- [AIM OF THE TASK] Copy exactly, and only, the lines from the line containing "gray sky and record integer pixel coordinates." through the last line of the records below, both included.

.....

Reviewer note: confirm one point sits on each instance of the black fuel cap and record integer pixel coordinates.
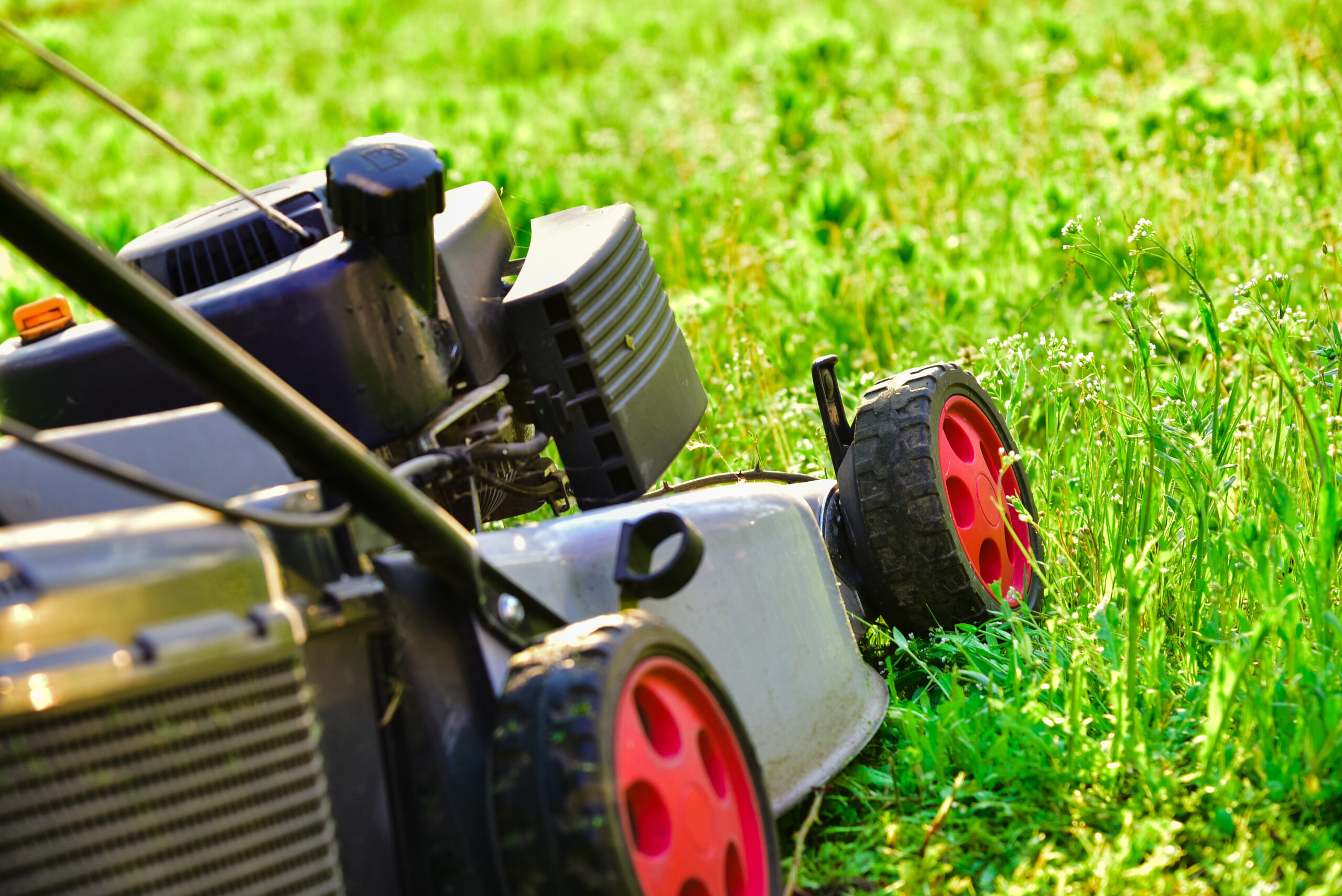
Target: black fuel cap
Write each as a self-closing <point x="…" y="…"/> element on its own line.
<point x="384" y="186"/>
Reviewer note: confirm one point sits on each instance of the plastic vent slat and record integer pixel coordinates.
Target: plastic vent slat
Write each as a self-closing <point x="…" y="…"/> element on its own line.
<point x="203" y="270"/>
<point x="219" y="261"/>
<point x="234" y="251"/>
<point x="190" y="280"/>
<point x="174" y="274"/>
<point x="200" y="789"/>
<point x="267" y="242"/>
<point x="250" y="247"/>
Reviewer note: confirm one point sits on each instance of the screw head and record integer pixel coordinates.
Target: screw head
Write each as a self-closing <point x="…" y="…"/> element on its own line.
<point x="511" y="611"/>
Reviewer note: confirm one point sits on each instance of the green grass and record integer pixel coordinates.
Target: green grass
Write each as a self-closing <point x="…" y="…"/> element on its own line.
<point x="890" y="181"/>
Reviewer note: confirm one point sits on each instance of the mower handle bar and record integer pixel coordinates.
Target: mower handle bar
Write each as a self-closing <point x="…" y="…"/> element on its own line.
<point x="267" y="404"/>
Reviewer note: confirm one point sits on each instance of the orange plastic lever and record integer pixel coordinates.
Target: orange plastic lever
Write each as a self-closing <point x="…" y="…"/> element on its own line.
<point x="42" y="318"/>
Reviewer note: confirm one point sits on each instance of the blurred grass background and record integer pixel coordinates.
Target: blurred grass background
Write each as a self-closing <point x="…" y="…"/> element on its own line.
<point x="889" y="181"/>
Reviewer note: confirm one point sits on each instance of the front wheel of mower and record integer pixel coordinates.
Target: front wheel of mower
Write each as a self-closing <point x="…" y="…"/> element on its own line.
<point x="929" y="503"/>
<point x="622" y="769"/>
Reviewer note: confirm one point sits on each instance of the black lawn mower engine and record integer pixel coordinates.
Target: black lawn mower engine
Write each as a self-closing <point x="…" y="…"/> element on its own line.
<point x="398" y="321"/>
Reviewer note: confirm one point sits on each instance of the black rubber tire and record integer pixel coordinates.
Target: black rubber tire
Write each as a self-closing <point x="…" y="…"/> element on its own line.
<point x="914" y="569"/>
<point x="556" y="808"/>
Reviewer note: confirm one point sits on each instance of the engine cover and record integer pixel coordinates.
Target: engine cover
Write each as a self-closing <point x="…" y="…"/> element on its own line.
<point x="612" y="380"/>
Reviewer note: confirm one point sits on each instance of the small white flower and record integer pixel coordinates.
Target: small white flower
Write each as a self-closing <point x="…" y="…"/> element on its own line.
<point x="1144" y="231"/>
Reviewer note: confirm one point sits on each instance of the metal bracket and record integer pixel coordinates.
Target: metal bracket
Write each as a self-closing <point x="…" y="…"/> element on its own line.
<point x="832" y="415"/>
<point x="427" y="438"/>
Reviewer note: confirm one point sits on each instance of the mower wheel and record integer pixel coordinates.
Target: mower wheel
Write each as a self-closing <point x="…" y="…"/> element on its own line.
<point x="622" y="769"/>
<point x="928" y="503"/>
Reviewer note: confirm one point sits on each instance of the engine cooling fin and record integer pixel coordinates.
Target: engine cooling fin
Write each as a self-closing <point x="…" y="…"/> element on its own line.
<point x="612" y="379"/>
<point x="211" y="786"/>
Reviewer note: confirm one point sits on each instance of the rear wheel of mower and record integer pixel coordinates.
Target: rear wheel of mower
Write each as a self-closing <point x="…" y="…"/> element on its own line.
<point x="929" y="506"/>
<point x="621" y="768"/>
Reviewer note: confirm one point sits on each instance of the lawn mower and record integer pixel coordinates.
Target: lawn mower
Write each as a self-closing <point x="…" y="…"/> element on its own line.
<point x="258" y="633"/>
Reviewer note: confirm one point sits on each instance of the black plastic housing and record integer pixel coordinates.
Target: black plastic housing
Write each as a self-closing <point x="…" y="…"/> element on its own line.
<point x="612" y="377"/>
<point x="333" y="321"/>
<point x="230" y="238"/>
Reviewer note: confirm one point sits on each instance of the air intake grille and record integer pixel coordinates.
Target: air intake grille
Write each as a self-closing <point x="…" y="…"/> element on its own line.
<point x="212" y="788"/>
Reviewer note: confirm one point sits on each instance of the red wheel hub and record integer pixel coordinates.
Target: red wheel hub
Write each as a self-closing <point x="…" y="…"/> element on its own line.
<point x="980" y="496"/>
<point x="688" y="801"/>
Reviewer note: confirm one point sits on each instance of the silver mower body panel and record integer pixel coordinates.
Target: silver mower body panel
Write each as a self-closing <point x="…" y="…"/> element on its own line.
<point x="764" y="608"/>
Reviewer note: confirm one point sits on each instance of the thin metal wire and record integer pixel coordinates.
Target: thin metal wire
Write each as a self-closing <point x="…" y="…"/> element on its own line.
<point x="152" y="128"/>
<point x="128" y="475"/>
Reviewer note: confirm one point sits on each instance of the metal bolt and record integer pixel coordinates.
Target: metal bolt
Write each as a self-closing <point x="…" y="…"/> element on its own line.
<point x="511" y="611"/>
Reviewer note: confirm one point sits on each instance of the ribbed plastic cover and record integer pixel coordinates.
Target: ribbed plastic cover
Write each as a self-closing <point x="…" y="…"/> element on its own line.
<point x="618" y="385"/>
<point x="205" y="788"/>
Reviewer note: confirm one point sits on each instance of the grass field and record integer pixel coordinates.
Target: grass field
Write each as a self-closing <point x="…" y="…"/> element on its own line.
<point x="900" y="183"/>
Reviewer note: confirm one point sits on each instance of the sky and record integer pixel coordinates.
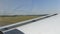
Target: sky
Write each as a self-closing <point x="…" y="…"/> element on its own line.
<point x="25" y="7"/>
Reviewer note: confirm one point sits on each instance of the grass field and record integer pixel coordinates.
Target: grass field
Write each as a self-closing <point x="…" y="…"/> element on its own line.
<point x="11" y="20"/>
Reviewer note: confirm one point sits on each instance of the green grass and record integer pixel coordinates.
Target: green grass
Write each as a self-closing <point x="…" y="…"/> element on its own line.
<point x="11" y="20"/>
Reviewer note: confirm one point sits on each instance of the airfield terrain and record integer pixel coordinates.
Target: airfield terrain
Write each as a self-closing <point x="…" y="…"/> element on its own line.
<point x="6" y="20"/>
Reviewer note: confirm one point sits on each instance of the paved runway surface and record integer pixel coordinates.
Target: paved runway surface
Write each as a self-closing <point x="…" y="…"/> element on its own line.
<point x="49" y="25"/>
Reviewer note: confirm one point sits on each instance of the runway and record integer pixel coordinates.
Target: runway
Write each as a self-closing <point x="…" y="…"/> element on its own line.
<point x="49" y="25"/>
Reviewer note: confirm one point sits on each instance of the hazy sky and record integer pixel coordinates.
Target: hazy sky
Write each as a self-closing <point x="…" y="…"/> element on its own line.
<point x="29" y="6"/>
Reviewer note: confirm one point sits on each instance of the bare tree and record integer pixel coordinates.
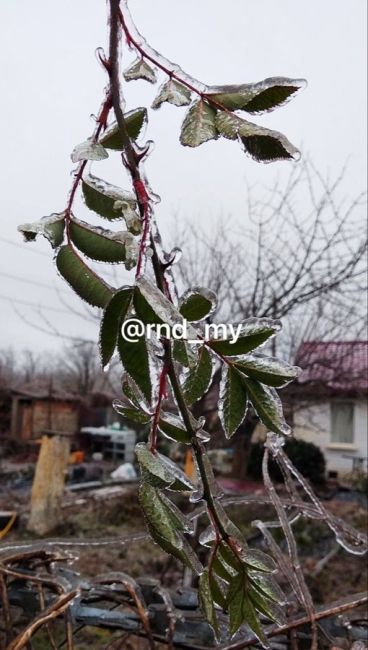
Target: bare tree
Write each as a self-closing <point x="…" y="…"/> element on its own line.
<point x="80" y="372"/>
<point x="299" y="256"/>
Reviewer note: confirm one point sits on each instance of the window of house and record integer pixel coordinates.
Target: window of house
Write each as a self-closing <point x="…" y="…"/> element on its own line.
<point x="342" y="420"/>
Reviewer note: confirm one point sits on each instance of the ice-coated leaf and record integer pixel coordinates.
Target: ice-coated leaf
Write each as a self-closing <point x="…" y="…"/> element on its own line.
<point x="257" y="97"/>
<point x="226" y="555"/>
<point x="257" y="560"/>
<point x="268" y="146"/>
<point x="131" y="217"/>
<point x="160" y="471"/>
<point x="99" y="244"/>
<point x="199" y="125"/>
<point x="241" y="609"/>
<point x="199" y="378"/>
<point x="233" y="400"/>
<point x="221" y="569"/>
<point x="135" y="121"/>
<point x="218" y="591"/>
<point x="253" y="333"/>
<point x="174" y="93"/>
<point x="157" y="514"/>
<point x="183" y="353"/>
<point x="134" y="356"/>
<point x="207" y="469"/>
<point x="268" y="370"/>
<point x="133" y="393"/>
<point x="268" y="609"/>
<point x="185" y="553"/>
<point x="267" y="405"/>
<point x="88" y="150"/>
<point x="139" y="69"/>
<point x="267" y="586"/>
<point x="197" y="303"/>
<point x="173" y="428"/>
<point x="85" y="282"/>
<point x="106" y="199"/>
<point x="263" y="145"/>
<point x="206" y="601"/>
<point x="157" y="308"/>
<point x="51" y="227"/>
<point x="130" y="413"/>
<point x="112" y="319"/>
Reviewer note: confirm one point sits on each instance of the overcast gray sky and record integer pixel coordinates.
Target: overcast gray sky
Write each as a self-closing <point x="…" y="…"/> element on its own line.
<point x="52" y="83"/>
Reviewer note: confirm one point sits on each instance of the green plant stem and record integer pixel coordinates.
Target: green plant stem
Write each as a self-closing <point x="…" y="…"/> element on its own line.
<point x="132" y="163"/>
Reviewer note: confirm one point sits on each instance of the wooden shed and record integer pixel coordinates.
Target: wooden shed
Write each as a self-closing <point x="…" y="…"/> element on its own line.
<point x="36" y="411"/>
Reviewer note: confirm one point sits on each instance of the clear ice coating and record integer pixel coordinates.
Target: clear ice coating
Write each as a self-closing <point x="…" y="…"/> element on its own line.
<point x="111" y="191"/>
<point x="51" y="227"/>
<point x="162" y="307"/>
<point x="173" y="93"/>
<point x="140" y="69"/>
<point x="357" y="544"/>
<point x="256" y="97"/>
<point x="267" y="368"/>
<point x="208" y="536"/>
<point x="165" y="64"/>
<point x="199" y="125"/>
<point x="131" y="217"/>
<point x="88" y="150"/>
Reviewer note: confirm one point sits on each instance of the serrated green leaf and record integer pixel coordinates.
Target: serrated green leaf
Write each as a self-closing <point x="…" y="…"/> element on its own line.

.....

- [EXERCISE RESULT]
Reviewer note: confirm one point sits on each instance of the overcast gray sky and record integer pixel coordinates.
Target: overcast gray sky
Write each as a self-closing <point x="…" y="…"/> element on its own line.
<point x="52" y="83"/>
Reviewer note: confirm one point sits on each instance of the green plant stem and record integer pixel coordinates.
Target: green plant stem
Write each as a self-closing <point x="…" y="…"/> element on its own line.
<point x="132" y="163"/>
Reviewer note: confirm one point sits on each instance of the wooden shed and record integer pixel coordinates.
Target: wooden shed
Write each as a self-closing <point x="…" y="…"/> element on its own line.
<point x="36" y="411"/>
Reviewer note: confirm one point sits on each instance of the clear ice coating and record integer pixel coordinates.
Target: clear ice coating
Write each as a self-closing <point x="…" y="…"/> element on its own line.
<point x="111" y="191"/>
<point x="51" y="227"/>
<point x="162" y="307"/>
<point x="173" y="93"/>
<point x="140" y="69"/>
<point x="357" y="544"/>
<point x="256" y="97"/>
<point x="267" y="368"/>
<point x="208" y="536"/>
<point x="165" y="64"/>
<point x="199" y="125"/>
<point x="131" y="217"/>
<point x="88" y="150"/>
Reviewer note: confirm one point sits on each instance of the serrated green leaf and record integer pixel coordinates.
Target: serrated green leaf
Write each as a self-closing <point x="…" y="…"/> element on its own line.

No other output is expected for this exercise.